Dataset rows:
-*-*-
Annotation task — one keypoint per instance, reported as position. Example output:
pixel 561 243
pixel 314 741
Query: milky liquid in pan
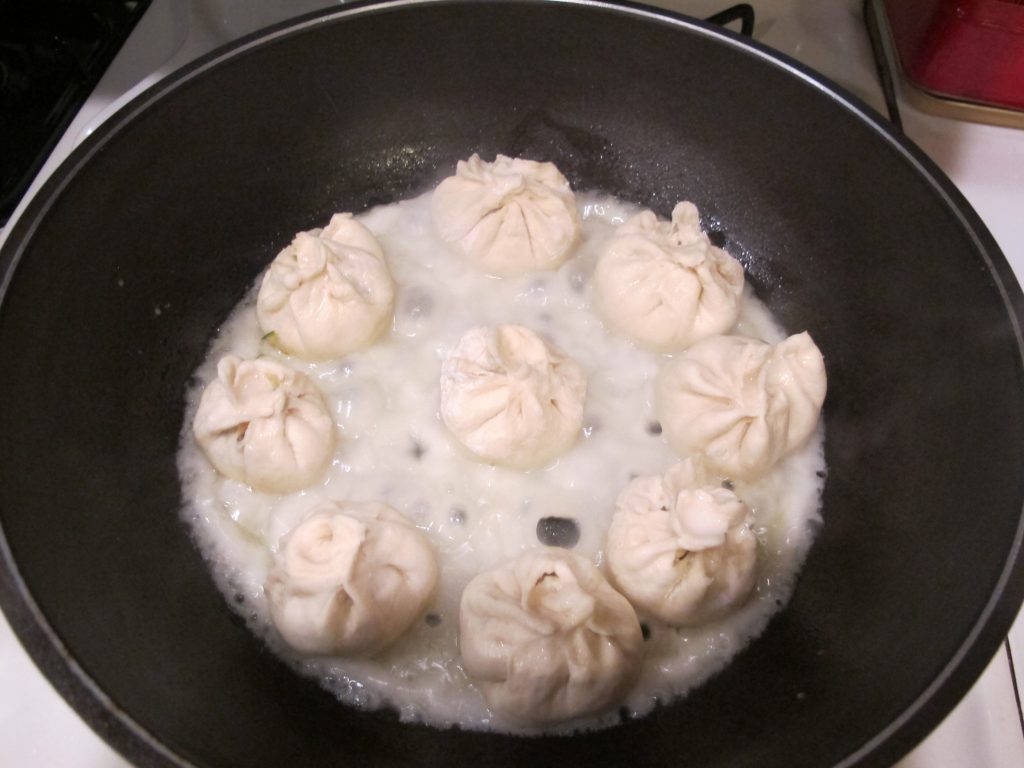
pixel 393 448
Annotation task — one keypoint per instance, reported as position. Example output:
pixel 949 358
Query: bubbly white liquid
pixel 393 448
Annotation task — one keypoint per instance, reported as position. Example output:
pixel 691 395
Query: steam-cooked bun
pixel 329 293
pixel 511 398
pixel 508 217
pixel 680 547
pixel 664 285
pixel 350 580
pixel 264 424
pixel 547 638
pixel 741 402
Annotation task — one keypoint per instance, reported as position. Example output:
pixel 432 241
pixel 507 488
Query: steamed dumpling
pixel 329 293
pixel 741 402
pixel 264 424
pixel 510 397
pixel 508 217
pixel 350 580
pixel 664 285
pixel 680 546
pixel 547 638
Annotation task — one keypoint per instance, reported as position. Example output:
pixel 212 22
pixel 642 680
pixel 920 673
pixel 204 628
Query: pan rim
pixel 137 743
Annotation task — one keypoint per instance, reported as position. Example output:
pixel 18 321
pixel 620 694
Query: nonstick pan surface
pixel 845 229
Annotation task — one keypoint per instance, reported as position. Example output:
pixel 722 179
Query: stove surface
pixel 986 730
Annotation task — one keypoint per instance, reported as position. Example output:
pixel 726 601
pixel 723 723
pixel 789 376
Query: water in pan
pixel 393 448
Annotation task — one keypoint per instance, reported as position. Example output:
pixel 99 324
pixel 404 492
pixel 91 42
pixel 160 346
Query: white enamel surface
pixel 37 728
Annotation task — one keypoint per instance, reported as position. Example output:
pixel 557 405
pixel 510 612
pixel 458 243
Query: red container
pixel 964 49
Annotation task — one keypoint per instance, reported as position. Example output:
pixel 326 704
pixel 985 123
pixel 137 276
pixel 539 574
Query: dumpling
pixel 264 424
pixel 664 285
pixel 741 402
pixel 680 546
pixel 508 217
pixel 510 397
pixel 350 580
pixel 329 293
pixel 547 638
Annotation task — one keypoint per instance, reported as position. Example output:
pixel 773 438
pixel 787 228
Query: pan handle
pixel 742 12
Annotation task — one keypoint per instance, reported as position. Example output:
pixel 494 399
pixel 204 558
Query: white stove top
pixel 986 730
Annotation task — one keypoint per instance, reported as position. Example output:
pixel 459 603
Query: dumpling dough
pixel 350 580
pixel 680 546
pixel 741 402
pixel 547 638
pixel 511 398
pixel 264 424
pixel 508 217
pixel 664 285
pixel 329 293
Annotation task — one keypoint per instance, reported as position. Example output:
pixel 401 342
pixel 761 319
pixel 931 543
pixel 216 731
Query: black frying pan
pixel 845 229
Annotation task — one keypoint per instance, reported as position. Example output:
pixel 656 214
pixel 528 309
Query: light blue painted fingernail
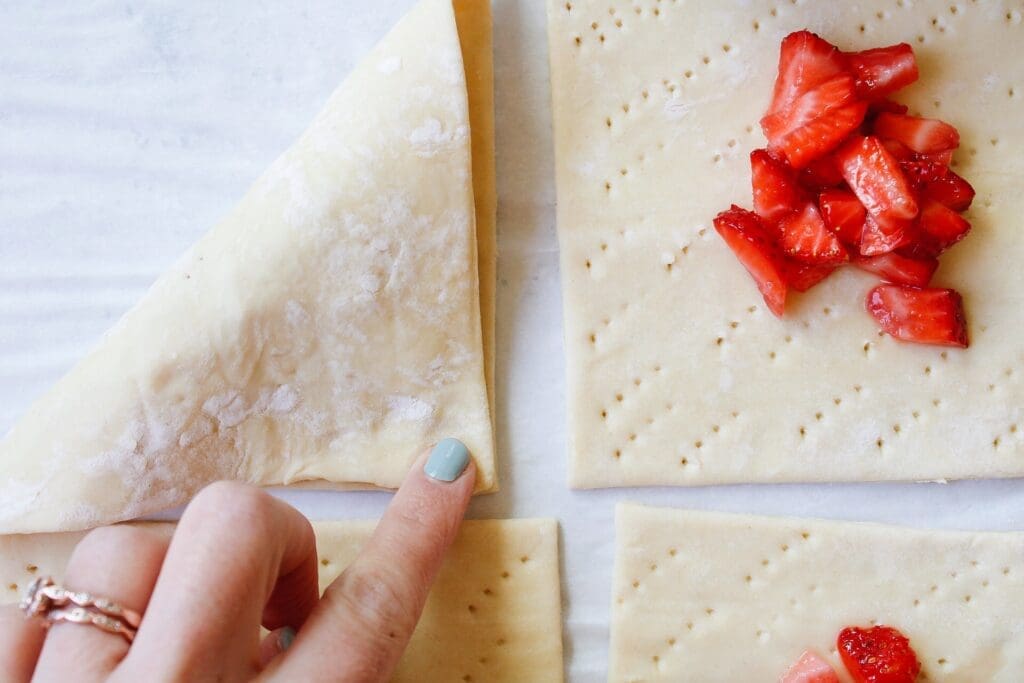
pixel 286 638
pixel 448 460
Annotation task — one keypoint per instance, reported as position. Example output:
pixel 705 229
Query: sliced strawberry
pixel 813 140
pixel 923 315
pixel 821 173
pixel 803 276
pixel 878 654
pixel 898 269
pixel 875 176
pixel 952 190
pixel 844 214
pixel 899 151
pixel 810 669
pixel 742 231
pixel 776 191
pixel 922 171
pixel 941 158
pixel 922 135
pixel 882 236
pixel 815 122
pixel 883 71
pixel 886 105
pixel 809 105
pixel 805 238
pixel 939 227
pixel 805 61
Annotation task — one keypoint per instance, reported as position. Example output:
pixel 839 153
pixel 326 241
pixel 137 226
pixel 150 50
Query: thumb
pixel 366 617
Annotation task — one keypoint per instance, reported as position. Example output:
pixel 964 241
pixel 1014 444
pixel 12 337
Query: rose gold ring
pixel 54 603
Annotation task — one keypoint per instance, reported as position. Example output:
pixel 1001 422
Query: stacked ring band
pixel 46 599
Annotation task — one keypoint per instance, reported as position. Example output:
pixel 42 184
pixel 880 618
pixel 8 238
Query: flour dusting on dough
pixel 409 409
pixel 431 137
pixel 389 66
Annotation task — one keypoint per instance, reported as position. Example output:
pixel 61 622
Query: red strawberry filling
pixel 924 315
pixel 851 176
pixel 878 654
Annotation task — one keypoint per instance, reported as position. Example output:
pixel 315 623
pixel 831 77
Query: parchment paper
pixel 128 128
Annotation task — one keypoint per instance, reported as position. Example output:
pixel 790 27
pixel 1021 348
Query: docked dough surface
pixel 677 372
pixel 715 597
pixel 327 330
pixel 494 613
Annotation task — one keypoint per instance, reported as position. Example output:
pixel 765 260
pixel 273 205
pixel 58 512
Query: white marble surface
pixel 128 127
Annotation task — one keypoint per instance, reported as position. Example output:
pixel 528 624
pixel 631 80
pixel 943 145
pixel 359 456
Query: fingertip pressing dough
pixel 494 613
pixel 677 372
pixel 327 330
pixel 719 597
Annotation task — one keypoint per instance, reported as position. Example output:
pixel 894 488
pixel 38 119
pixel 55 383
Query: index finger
pixel 366 617
pixel 239 557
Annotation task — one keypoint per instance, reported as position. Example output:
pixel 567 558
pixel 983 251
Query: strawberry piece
pixel 941 158
pixel 817 138
pixel 743 232
pixel 939 227
pixel 814 123
pixel 898 269
pixel 821 173
pixel 805 237
pixel 844 214
pixel 920 170
pixel 952 190
pixel 805 61
pixel 886 105
pixel 775 189
pixel 921 135
pixel 875 176
pixel 883 71
pixel 803 276
pixel 882 236
pixel 810 669
pixel 923 315
pixel 898 150
pixel 878 654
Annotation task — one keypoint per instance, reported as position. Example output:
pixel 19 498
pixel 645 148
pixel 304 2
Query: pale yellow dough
pixel 714 597
pixel 328 330
pixel 677 372
pixel 494 613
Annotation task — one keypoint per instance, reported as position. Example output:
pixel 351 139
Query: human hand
pixel 240 558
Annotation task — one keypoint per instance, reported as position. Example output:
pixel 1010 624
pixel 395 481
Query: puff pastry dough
pixel 677 373
pixel 715 597
pixel 328 330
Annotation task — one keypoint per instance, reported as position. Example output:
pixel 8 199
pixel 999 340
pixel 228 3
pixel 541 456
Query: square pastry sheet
pixel 494 613
pixel 677 372
pixel 715 597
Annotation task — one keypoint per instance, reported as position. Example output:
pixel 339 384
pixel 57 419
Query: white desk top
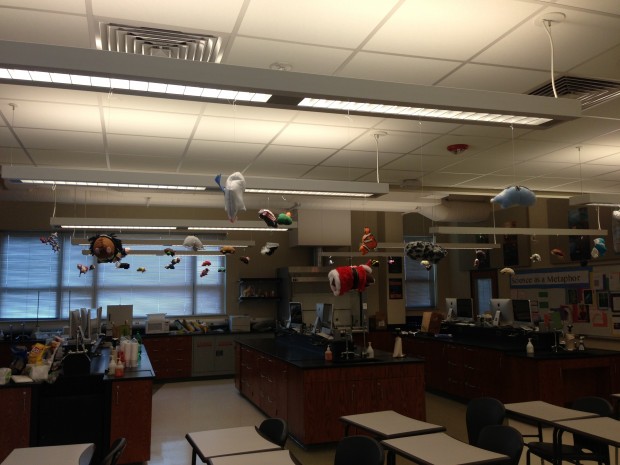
pixel 228 441
pixel 602 428
pixel 545 412
pixel 441 449
pixel 275 457
pixel 71 454
pixel 390 424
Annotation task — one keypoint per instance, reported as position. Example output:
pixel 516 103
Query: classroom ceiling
pixel 493 45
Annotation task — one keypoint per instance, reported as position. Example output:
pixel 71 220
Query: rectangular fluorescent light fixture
pixel 127 224
pixel 595 200
pixel 32 175
pixel 517 231
pixel 95 70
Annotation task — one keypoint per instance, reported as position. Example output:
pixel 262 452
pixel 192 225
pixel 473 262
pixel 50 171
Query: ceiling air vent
pixel 159 42
pixel 589 92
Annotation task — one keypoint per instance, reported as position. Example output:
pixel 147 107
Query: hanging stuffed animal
pixel 285 218
pixel 369 242
pixel 268 217
pixel 515 195
pixel 190 242
pixel 51 240
pixel 425 251
pixel 233 194
pixel 346 278
pixel 107 248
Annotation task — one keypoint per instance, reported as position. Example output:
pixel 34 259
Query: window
pixel 40 283
pixel 419 282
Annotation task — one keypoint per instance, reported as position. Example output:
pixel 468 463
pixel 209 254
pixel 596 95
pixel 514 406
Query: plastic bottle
pixel 120 369
pixel 370 352
pixel 328 354
pixel 529 348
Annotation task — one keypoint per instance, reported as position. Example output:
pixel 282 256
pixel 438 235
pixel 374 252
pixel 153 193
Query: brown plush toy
pixel 107 248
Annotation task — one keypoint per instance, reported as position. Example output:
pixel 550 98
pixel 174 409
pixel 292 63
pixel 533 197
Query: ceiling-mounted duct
pixel 159 42
pixel 457 212
pixel 589 92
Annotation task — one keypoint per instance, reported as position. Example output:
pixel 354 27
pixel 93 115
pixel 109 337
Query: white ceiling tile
pixel 358 158
pixel 336 119
pixel 337 174
pixel 275 154
pixel 260 53
pixel 262 168
pixel 148 123
pixel 395 68
pixel 437 29
pixel 324 22
pixel 75 159
pixel 61 140
pixel 146 146
pixel 393 141
pixel 140 163
pixel 41 27
pixel 40 115
pixel 184 15
pixel 312 135
pixel 15 93
pixel 581 36
pixel 240 153
pixel 65 6
pixel 237 130
pixel 493 78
-*-*-
» **WORK INSTRUCTIONS**
Which lines in the rows above contain the string "pastry"? Collect every one of them and copy each line in full.

» **SOLUTION**
Query: puff pastry dough
Query: square pastry sheet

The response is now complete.